WORK TO COMPLETE |
a: Repeat the part of the forum discussion about camera bitrates from "The official Sony demo, if" to "the SD card." word for word.
b: In the forum discussion about camera bitrates, what bitrate does the official Sony demo have when ripped from YouTube?

PASSAGE GIVEN |
------

Coupling that with the fact this a new codec, more robust than AVCHD, more efficient than AVCHD and you can begin to see why it's simply not fair to say it's a fail because it's 15Mbps per quadrant. Apples to oranges.
Cliff Totten March 10th, 2014, 05:22 PM When watching low bitrate stuff like this, it's hard to seperate what the camera is really recording and what the highly compressed YouTube codec is showing.
The official Sony demo, if you rip it from YouTube is h.264 - high level at a 5.2 profile. But here is the kicker...it's only 15 mega bits per second!!! It looks realy damn good at 15Mbp/s...better than I ever dreamed imaginable for 4k so low.
The Cat video is nice but the official Sony demo has almost non of the problems that the cat video displays.
I can find literally nothing at all wrong with the Sony demo. (I hope it really was an AX100)
I'm going to hold all judgement untill I can see a raw AX100 60 Mbp/s clip straight from the SD card.
Ken Ross March 10th, 2014, 05:34 PM I should also note that we're assuming the 60Mbps is a constant data rate and not a variable one.
Now granted this video was edited, but I observed data rates going into the mid 90Mpbs area during the complex scenes. So if this actually occurred during the original recording, we have a variable encoding bitrate and not a constant one. So who knows?
Joey Atilano March 10th, 2014, 05:40 PM A new youtube video
????4K????????? - YouTube
Ken Ross March 10th, 2014, 06:14 PM Looks good except for all the camera movement. Looks like the shooter thought this was an 'artistic effect'.

------

RECORD EXCERPTS |
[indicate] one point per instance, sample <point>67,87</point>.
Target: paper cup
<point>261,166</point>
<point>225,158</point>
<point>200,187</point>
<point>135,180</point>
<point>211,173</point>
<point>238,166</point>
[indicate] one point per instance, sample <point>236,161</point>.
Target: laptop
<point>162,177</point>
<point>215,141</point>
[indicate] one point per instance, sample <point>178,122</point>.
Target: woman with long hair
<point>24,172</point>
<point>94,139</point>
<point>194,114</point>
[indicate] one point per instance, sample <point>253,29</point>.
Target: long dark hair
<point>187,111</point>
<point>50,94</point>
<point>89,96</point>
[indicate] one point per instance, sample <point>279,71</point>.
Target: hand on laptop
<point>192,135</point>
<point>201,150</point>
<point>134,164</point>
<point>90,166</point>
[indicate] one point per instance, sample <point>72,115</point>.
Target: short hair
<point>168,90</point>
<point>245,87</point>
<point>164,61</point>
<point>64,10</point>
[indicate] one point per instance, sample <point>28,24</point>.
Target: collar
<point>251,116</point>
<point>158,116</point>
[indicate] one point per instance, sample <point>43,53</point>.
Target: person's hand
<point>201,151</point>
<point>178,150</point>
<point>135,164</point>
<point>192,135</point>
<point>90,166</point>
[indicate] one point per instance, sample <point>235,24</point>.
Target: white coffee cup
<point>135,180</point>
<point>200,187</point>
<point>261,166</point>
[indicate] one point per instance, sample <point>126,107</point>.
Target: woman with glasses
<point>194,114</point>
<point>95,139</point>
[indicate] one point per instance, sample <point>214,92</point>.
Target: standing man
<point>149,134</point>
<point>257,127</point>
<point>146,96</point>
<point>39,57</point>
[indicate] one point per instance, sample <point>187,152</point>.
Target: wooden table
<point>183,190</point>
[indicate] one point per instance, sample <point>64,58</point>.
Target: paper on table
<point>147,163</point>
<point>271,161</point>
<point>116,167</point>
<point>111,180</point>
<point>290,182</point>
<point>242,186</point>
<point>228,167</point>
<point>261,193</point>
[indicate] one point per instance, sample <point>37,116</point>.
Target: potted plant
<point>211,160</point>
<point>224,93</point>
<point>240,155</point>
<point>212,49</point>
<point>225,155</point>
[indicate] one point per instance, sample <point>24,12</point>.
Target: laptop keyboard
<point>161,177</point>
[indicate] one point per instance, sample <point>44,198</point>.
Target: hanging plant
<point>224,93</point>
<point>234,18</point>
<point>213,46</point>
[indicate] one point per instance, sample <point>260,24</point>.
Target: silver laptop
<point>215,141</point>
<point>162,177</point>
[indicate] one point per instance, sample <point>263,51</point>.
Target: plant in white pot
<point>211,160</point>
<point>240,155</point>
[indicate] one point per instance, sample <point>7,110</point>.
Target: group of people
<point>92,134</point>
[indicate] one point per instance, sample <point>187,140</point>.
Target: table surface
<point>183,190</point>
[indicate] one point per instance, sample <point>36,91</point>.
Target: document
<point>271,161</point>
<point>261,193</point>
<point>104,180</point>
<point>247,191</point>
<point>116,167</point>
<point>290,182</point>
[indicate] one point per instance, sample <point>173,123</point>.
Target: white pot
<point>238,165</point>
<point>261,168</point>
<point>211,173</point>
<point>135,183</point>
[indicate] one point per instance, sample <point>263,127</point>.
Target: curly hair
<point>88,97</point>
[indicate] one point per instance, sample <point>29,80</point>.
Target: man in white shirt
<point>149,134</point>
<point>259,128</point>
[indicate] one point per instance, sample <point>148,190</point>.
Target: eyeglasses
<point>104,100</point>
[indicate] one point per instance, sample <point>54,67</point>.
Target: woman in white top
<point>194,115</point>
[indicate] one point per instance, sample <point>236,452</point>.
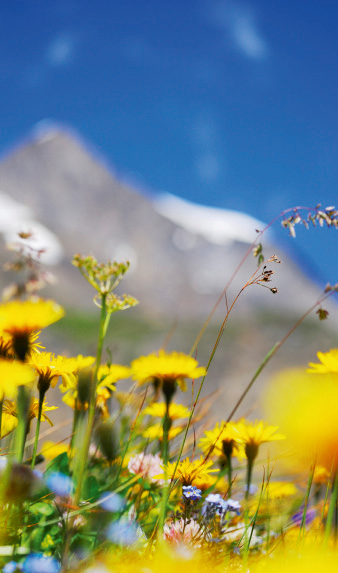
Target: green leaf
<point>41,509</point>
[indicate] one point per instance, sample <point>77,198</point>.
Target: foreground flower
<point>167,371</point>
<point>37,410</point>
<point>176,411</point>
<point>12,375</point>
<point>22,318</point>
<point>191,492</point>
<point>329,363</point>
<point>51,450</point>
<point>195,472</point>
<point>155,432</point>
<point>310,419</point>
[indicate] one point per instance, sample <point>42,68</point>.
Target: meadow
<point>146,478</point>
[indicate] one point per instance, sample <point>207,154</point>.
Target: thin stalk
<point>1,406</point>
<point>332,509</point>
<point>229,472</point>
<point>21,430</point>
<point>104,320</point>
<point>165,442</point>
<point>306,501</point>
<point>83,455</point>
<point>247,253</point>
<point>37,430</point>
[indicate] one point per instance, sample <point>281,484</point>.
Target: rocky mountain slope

------

TASK-BY-TASK ANSWERS |
a:
The official Sony demo, if you rip it from YouTube is h.264 - high level at a 5.2 profile. But here is the kicker...it's only 15 mega bits per second!!! It looks realy damn good at 15Mbp/s...better than I ever dreamed imaginable for 4k so low.
The Cat video is nice but the official Sony demo has almost non of the problems that the cat video displays.
I can find literally nothing at all wrong with the Sony demo. (I hope it really was an AX100)
I'm going to hold all judgement untill I can see a raw AX100 60 Mbp/s clip straight from the SD card.

b: 15 megabits per second.